[start RECORDED DATA]

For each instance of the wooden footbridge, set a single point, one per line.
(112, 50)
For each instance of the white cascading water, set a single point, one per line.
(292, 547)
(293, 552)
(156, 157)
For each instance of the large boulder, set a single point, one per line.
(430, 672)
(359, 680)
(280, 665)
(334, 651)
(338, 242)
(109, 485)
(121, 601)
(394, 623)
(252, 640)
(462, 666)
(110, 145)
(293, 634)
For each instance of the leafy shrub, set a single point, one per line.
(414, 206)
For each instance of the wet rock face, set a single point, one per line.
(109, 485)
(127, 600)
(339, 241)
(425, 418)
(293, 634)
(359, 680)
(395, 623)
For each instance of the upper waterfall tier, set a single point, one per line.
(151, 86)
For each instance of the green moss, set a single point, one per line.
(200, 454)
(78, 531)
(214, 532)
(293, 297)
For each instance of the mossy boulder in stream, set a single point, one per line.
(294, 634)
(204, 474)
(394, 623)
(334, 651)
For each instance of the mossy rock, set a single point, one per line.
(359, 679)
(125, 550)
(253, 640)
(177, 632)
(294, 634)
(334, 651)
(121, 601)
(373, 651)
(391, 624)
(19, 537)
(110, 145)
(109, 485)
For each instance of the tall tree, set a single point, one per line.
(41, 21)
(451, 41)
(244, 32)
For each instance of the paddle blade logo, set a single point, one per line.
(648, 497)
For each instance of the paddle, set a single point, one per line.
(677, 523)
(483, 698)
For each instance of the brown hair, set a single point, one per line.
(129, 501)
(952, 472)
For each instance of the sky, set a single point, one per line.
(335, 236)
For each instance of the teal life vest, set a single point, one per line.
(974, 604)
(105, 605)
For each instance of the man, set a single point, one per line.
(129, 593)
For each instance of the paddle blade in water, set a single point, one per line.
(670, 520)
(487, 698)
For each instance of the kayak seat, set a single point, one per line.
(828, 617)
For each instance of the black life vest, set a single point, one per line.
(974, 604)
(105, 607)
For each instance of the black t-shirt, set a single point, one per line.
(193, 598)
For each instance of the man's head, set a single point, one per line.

[end RECORDED DATA]

> _PROBLEM TO SOLVE_: Render every line of the entries above as a JSON list of strings, one string per line, with blank lines left out.

> _WRITTEN RESPONSE_:
[
  "For each instance of the wooden footbridge, set a single point, one per line.",
  "(112, 50)",
  "For each instance of the white cascading water, set a single point, one per line.",
  "(292, 547)",
  "(293, 552)",
  "(156, 157)",
  "For each instance of the large boulder, set a single point, one per line.",
  "(430, 672)",
  "(359, 680)",
  "(280, 665)",
  "(334, 651)",
  "(338, 242)",
  "(109, 485)",
  "(121, 601)",
  "(394, 623)",
  "(252, 640)",
  "(462, 666)",
  "(110, 145)",
  "(293, 634)",
  "For each instance of the leafy shrub, set a single point, one per line.",
  "(414, 206)",
  "For each instance of the wet rock face, set a single point, one per line.",
  "(109, 485)",
  "(127, 600)",
  "(339, 241)",
  "(425, 418)",
  "(293, 634)",
  "(359, 680)",
  "(395, 623)",
  "For each instance of the upper waterfall tier, set a single point, one per line.",
  "(151, 86)",
  "For each instance of the green moss, set a single point, one per line.",
  "(200, 454)",
  "(78, 531)",
  "(214, 532)",
  "(293, 297)",
  "For each instance of the mossy boulder in stream, set a single point, one per line.",
  "(294, 634)",
  "(204, 474)",
  "(394, 623)",
  "(334, 651)",
  "For each instance of the mossy rock, set a single point, one per line.",
  "(359, 679)",
  "(125, 550)",
  "(253, 640)",
  "(177, 632)",
  "(294, 634)",
  "(334, 651)",
  "(121, 601)",
  "(373, 651)",
  "(391, 624)",
  "(19, 537)",
  "(110, 145)",
  "(109, 485)",
  "For each instance of the tall tree, set a single point, one per line.",
  "(41, 21)",
  "(451, 41)",
  "(244, 32)",
  "For each instance of the paddle blade logo, set a single point, one per line.",
  "(648, 497)",
  "For each instance of the paddle, set a single point, one per line.",
  "(677, 523)",
  "(483, 698)",
  "For each instance of the brown hair, set a single point, one per line.",
  "(129, 501)",
  "(952, 472)",
  "For each instance of the sky, set a single point, one per line.",
  "(335, 236)",
  "For each instance of the teal life vest, set a single point, one per line.",
  "(974, 604)",
  "(105, 605)",
  "For each instance of the man, set a single point, one per line.",
  "(129, 593)",
  "For each instance of the paddle blade in water, set a single point, one per line.",
  "(670, 520)",
  "(487, 698)",
  "For each instance of the kayak seat, set a single point, one per line.",
  "(828, 617)",
  "For each instance of the black life vest, set a single point, one per line.",
  "(974, 604)",
  "(105, 607)",
  "For each instance of the black t-shirt, set a single point, one per line.",
  "(193, 598)",
  "For each instance of the man's head, set a single point, one per line."
]